_Record extracts_.

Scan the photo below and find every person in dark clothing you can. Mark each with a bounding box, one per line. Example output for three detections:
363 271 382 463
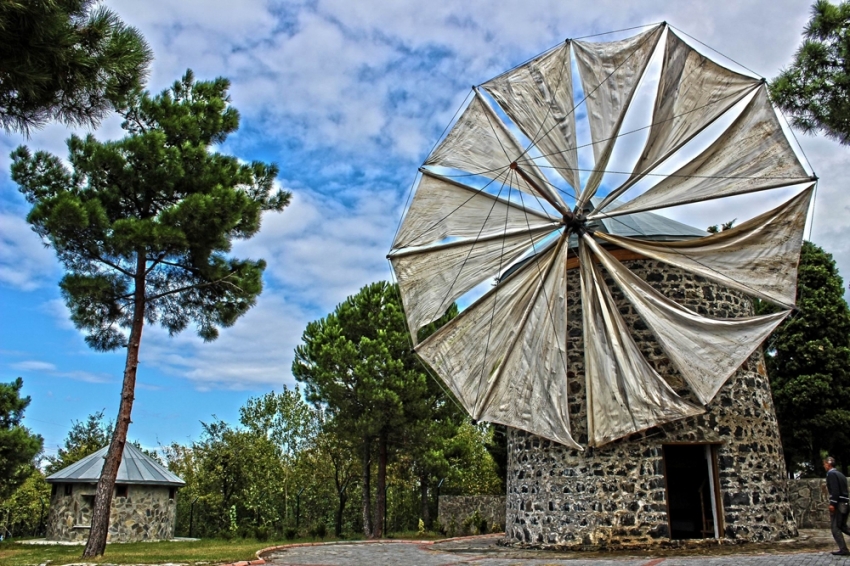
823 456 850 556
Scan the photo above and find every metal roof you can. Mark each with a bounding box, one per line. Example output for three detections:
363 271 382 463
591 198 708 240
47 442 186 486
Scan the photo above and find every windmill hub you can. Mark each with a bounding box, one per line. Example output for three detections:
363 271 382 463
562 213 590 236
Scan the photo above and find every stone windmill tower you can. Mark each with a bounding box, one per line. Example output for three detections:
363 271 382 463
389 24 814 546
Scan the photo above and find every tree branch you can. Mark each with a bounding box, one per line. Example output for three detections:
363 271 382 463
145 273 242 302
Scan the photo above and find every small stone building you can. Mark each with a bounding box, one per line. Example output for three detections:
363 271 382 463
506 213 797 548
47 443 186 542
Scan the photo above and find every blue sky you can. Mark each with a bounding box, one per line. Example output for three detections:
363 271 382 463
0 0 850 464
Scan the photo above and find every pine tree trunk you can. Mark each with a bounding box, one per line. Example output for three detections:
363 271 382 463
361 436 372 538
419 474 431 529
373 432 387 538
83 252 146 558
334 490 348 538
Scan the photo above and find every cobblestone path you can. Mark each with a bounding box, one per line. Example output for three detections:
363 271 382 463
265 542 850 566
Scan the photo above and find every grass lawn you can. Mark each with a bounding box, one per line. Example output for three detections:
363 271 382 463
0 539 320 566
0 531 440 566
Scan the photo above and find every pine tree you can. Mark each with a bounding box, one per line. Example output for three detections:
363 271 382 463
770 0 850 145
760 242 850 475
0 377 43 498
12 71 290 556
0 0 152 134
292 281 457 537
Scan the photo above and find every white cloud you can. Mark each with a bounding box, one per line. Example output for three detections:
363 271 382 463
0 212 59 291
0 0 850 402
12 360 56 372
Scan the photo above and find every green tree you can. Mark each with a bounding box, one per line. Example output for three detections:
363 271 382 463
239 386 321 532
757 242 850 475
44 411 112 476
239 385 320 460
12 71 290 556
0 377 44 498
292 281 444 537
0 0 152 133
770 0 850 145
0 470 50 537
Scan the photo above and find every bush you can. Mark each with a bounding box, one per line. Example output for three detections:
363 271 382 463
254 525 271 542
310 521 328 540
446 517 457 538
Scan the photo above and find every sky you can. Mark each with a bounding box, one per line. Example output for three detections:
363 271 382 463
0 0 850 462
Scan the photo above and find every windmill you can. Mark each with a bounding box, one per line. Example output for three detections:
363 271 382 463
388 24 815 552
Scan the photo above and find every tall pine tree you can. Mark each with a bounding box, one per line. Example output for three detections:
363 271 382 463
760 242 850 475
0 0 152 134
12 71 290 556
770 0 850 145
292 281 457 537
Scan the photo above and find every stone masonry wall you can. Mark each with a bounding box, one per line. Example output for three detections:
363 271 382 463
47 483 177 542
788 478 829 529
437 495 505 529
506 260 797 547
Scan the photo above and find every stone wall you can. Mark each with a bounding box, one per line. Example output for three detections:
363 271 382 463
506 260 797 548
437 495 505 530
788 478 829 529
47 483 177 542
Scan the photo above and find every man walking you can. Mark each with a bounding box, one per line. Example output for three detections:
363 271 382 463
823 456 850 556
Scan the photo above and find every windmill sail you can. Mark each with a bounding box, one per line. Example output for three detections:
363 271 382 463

_Aim_. Can you return all of the records above word for word, with the pictures left out?

_Output for this exercise_.
Scan the photo below and find every person in dark clothing you can. Mark each with a bounding box, one per line. Example output for three detections:
363 271 382 463
823 456 850 556
Scan the photo above and find every metal roof you can. Mark each with a bounding box, one per line. Example output for three detections:
363 271 382 463
591 198 708 240
47 442 186 486
Scan the photo above and find every windmill hub you can. Mark each with a bounding box, one per line. Example output for three detections:
363 271 382 463
562 213 590 236
Scan the photo above and find every stone windmill tower you can. Mark each with a bounding box, one per line. Example output for three detections:
363 271 382 463
389 24 814 546
Scan the photo above and find every tree branch you can. Mark each with a bounding box, one per line. Example output for three detections:
363 271 382 463
145 273 242 302
Scan the photo above and find every small stone building you can. Mark each with a bounding box, one per line. Example output for three detections:
363 271 382 463
506 213 797 548
47 443 186 542
Scan the photo above and find every blue sky you can. Mark each with a bounding box, one per line. Example output for three detections:
363 271 382 463
0 0 850 464
Scan the photo above and find every pine tree trunk you can. Mark each with a bounding box, one per line. Example output for three detections:
363 271 382 463
361 436 372 538
419 474 431 529
373 432 387 538
83 252 146 558
334 490 348 538
Scan the photo above and find every cobblestone path you can. Mark each with a bounding box, one per line. Example output for three detections:
363 271 382 463
265 542 850 566
Scan the photo above and find every grass lawn you can. Mark each with a bounding box, one per line. Example output for three detections:
363 271 382 463
0 539 320 566
0 531 440 566
Scan the photo above and find every pine tree you can. Mark each with a bounding box, one per line. Example output for three detections:
363 271 382 463
770 0 850 145
760 242 850 475
0 377 43 498
12 71 290 556
0 0 152 134
292 281 457 537
Scan the photo above and find every white cloud you can. Mark each with a bounding box, one per line. Example output for three detections:
363 271 382 463
0 212 59 291
0 0 850 402
12 360 56 372
Scan the photo above and find every green tree you can. Mark each with a bounding box, one per line. Example output for three detections:
363 271 382 463
239 386 321 532
757 242 850 475
44 411 112 476
239 385 320 460
12 71 290 556
0 377 44 498
292 281 444 537
0 0 152 133
770 0 850 145
0 470 50 537
Scan the photo above and find every bush you can. Mark each with a bounding box, one per line. Example output for three detections:
363 271 382 463
254 525 271 542
310 521 328 540
446 517 457 538
Scan the photo above and find every sky you can. Mark each with a bounding box, one per line. Example output for three detections:
363 271 382 463
0 0 850 462
Scan the photo above and find every windmill you can. Mark each with a bounding box, one per line. Example output for three detections:
363 271 382 463
388 24 815 552
Scan the photo above and find every tall pine tree you can. Mark each with a bounding box, one per line. Example output for three detections:
363 271 382 463
760 242 850 475
0 0 152 134
12 71 290 556
770 0 850 145
292 281 457 537
Scan the photo above and find every stone masonry wall you can. Mark each with a bounding box, one per line. Example output for three detections:
363 271 382 463
47 483 177 542
788 478 829 529
437 495 505 529
506 260 797 547
Scan the photo above and find every stone wall you can. Mark each with a bounding box, one per line. Example output for three detections:
363 271 382 463
506 260 797 548
437 495 505 530
788 478 829 529
47 483 177 542
Scan the photo above and find every man walking you can. Mark each with a bounding box, one per line. Example output for three detections:
363 271 382 463
823 456 850 556
Scan the photo above and find every windmill sail you can. Mark each with a bounding box, one per line. Example output for three detections:
363 271 382 463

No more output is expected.